WORK TO BE COMPLETED:
Can you retype the records word for word, from the very first line through the line that contains "x=76, y=337", and nothing beyond it?

EXTRACTED INFORMATION:
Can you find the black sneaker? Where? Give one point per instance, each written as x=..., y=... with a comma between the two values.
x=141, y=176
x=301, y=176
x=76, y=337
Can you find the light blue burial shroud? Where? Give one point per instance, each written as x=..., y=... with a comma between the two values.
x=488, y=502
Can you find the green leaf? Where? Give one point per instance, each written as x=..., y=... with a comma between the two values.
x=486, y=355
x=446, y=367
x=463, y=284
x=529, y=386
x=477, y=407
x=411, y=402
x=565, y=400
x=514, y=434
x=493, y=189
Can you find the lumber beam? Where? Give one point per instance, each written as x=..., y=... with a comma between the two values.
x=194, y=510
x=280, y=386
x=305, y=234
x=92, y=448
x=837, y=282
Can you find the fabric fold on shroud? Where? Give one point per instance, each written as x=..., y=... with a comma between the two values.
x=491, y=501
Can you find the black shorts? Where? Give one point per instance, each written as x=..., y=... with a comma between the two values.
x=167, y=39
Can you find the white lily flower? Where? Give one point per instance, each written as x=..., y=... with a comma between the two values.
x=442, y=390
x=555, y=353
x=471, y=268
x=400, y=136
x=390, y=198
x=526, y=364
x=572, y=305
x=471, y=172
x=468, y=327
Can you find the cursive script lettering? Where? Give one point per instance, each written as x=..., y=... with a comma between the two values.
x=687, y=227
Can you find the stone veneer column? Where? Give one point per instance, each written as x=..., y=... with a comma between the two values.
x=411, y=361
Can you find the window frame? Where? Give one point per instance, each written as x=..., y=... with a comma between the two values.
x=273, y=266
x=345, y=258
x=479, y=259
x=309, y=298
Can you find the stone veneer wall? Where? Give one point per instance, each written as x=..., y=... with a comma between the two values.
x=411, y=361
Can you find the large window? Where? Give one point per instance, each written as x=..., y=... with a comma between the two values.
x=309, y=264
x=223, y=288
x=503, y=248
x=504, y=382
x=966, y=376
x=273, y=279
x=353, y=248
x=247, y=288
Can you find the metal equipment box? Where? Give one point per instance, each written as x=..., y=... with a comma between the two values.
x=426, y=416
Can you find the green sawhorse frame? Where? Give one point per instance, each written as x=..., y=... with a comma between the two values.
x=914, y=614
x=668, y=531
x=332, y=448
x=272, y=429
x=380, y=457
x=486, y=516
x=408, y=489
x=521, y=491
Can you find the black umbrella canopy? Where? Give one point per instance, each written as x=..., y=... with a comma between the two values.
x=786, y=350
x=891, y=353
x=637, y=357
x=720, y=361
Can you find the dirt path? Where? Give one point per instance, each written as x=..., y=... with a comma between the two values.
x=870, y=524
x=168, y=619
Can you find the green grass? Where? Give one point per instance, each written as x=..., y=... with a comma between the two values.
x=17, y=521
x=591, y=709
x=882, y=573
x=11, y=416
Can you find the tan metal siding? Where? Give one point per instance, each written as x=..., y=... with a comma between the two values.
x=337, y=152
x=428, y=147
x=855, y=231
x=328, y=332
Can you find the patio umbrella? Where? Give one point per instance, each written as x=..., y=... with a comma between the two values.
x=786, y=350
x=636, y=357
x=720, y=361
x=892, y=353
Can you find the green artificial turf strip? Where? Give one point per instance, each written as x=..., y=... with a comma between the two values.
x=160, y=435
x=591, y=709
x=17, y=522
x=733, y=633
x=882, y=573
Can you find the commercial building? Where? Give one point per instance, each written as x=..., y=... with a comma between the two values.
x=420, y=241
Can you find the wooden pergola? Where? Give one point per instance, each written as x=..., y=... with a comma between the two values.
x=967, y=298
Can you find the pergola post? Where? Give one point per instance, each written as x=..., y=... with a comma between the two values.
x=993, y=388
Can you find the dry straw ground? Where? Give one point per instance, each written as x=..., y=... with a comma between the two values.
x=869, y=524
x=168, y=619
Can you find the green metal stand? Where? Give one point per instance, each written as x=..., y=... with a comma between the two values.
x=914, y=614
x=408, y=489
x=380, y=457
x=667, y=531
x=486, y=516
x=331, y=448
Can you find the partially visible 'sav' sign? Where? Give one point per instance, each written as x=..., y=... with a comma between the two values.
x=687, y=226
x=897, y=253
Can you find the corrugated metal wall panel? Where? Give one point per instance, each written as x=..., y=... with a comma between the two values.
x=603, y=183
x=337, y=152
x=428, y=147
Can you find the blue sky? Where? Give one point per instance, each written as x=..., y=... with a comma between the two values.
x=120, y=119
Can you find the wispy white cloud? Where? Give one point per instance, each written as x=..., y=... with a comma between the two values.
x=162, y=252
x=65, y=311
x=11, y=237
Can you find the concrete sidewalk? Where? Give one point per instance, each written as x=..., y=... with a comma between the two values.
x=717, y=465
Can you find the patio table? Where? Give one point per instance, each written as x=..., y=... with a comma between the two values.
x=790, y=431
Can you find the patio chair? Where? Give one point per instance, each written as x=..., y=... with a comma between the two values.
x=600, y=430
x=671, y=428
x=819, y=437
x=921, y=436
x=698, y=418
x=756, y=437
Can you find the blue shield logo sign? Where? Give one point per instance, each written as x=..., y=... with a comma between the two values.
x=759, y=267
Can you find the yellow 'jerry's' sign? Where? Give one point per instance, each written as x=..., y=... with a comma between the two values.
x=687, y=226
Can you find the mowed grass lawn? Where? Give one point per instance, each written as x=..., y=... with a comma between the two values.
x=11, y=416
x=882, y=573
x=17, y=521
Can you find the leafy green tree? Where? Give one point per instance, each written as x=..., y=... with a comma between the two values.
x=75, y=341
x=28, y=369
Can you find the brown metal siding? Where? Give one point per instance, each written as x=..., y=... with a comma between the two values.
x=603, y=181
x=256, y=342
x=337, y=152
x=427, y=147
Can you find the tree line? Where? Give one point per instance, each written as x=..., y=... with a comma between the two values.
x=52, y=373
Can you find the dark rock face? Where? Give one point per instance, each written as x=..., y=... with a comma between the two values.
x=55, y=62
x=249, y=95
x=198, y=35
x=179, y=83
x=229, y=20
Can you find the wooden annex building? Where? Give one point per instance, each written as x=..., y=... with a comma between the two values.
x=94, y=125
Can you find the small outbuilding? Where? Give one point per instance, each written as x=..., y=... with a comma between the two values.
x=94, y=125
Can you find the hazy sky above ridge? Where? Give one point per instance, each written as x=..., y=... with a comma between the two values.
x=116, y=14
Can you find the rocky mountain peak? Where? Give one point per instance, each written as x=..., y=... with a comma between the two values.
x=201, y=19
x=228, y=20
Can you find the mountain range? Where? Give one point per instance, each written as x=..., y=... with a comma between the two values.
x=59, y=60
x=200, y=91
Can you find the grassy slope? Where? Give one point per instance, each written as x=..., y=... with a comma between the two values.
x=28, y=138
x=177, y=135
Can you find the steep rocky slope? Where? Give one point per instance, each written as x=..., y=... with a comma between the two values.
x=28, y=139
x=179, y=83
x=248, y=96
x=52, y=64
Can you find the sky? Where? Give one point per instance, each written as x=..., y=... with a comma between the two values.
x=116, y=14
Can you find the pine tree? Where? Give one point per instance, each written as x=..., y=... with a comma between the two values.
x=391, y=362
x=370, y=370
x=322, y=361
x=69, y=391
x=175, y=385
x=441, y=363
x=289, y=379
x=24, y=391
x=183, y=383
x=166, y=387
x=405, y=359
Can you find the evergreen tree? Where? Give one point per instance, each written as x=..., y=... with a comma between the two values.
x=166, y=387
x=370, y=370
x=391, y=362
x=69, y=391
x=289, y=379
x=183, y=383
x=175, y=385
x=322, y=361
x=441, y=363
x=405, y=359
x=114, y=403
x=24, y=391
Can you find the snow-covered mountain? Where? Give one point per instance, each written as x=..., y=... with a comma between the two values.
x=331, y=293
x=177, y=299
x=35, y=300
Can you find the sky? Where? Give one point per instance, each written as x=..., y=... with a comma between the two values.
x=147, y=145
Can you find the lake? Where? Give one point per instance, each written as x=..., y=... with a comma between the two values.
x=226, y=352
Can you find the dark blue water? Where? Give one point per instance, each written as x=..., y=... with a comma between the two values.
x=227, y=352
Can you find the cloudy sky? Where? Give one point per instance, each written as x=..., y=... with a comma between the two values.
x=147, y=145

CORRECT OUTPUT:
Can you find the black sneaker? Where? Give one point per instance, each written as x=..., y=... with a comma between the two values.
x=141, y=176
x=301, y=176
x=76, y=337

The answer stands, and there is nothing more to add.